PROBLEM: Each entry should be quoted word for word, including every mark of punctuation.

Entries taken from a collection
*****
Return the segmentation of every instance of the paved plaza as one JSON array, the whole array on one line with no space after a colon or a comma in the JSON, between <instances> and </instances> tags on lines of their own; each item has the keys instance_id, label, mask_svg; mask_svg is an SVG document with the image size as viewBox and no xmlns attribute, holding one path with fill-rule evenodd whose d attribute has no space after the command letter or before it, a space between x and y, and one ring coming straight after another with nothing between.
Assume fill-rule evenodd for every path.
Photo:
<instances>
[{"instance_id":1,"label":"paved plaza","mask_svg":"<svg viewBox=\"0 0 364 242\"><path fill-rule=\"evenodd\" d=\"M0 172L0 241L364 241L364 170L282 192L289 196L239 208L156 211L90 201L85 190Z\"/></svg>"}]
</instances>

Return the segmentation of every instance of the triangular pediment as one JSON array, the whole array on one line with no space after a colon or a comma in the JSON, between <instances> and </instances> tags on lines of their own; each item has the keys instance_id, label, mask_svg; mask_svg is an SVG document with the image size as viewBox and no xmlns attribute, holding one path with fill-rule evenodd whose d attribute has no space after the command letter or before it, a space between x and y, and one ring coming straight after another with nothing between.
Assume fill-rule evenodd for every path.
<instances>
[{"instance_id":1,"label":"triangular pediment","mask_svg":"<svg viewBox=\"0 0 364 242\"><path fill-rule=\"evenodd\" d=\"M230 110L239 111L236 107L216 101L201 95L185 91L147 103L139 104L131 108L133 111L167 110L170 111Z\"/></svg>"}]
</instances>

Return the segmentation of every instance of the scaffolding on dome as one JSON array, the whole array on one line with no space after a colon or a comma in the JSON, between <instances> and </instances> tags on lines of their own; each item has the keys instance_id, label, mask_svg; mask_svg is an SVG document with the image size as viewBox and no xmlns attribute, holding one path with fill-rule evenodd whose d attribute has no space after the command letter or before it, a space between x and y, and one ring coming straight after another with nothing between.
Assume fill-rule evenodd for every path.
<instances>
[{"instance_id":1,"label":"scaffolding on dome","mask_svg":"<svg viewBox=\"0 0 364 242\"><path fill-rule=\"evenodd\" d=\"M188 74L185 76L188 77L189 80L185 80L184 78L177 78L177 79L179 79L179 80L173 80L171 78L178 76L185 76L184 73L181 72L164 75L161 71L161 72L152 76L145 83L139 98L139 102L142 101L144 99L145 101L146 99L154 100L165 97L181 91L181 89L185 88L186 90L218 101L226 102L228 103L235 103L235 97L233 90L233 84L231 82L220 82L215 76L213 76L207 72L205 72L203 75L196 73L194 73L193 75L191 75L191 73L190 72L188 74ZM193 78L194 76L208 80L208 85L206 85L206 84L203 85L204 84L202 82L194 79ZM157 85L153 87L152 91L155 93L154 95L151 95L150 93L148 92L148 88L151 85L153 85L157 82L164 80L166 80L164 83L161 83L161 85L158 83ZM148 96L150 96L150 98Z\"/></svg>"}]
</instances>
*****
SOLUTION:
Return the segmentation of every instance of the paved plaza as one JSON array, the whole array on one line with no space after a colon or a comma in the JSON, between <instances> and </instances> tags on lines of their own; each item has the keys instance_id, label, mask_svg; mask_svg is an SVG document with the image size as viewBox and no xmlns attribute, holding one path with fill-rule evenodd whose d attribute has no space after the command letter or before it, a space between x and y, and one ring coming straight after another with nothing between.
Assume fill-rule evenodd for every path.
Photo:
<instances>
[{"instance_id":1,"label":"paved plaza","mask_svg":"<svg viewBox=\"0 0 364 242\"><path fill-rule=\"evenodd\" d=\"M0 172L0 241L364 241L364 170L282 192L289 196L239 208L156 211L90 201L85 190Z\"/></svg>"}]
</instances>

Return the segmentation of every instance of the triangular pediment as one JSON array, the whole array on one line with no space after a colon or a comma in the JSON, between <instances> and </instances> tags on lines of their own; each item has the keys instance_id, label, mask_svg; mask_svg is an SVG document with the image size as viewBox and no xmlns attribute, holding one path with fill-rule evenodd whose d attribute has no space after the command letter or before it, a space between x and y, and one ring coming straight after another with nothing between.
Assume fill-rule evenodd for every path.
<instances>
[{"instance_id":1,"label":"triangular pediment","mask_svg":"<svg viewBox=\"0 0 364 242\"><path fill-rule=\"evenodd\" d=\"M230 110L239 111L236 107L216 101L201 95L185 91L147 103L139 104L131 108L133 111L167 110L170 111Z\"/></svg>"}]
</instances>

Return the segmentation of every instance of the scaffolding on dome as one JSON array, the whole array on one line with no space after a colon or a comma in the JSON, between <instances> and </instances> tags on lines of their own; each item has the keys instance_id, label, mask_svg; mask_svg is an SVG document with the image size as viewBox and no xmlns attribute, holding one path with fill-rule evenodd whose d attribute has no space after the command letter or before it, a space between x and y, and one ring coming straight after another with nothing between.
Assume fill-rule evenodd for every path.
<instances>
[{"instance_id":1,"label":"scaffolding on dome","mask_svg":"<svg viewBox=\"0 0 364 242\"><path fill-rule=\"evenodd\" d=\"M188 74L185 76L188 77L189 80L185 80L184 78L177 78L177 79L179 79L179 80L173 80L171 78L178 76L185 76L184 73L181 72L164 75L161 71L161 72L152 76L145 83L139 98L139 102L142 101L144 99L145 101L146 99L154 100L165 97L181 91L181 89L185 88L186 90L218 101L226 102L228 103L235 103L235 97L233 90L233 84L231 82L220 82L215 76L213 76L207 72L205 72L203 75L196 73L194 73L193 75L191 75L191 73L190 72L188 74ZM193 78L194 76L208 80L208 85L206 85L206 84L203 85L204 84L202 82L194 79ZM157 85L153 87L152 91L155 93L154 95L151 95L150 93L148 92L148 88L151 85L153 85L157 82L164 80L166 80L164 83L161 83L161 85L158 83ZM148 96L150 96L150 98Z\"/></svg>"}]
</instances>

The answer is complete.